▸ DIRECTION
Rewrite every line of the data below, keeping the text before each set of answers unchanged. Multiply each coordinate in the answers by 0.55 and round it to a whole number, with halves rounded up, and omit the pictures.

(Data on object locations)
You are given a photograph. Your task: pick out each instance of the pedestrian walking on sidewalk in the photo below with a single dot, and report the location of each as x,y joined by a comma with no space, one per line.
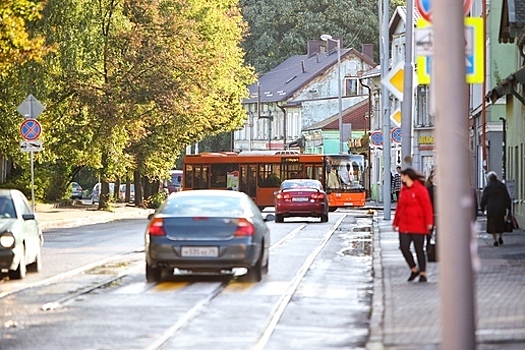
413,220
496,201
430,184
396,184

▸ WRITTEN SOLUTION
You are given a photograph. Your task: pick out each instance of the pedestrian walking on sidewalk in the photo below with a single dot, and report the location of each as x,y joined by a comma with no space, one per line.
227,121
273,111
237,101
218,101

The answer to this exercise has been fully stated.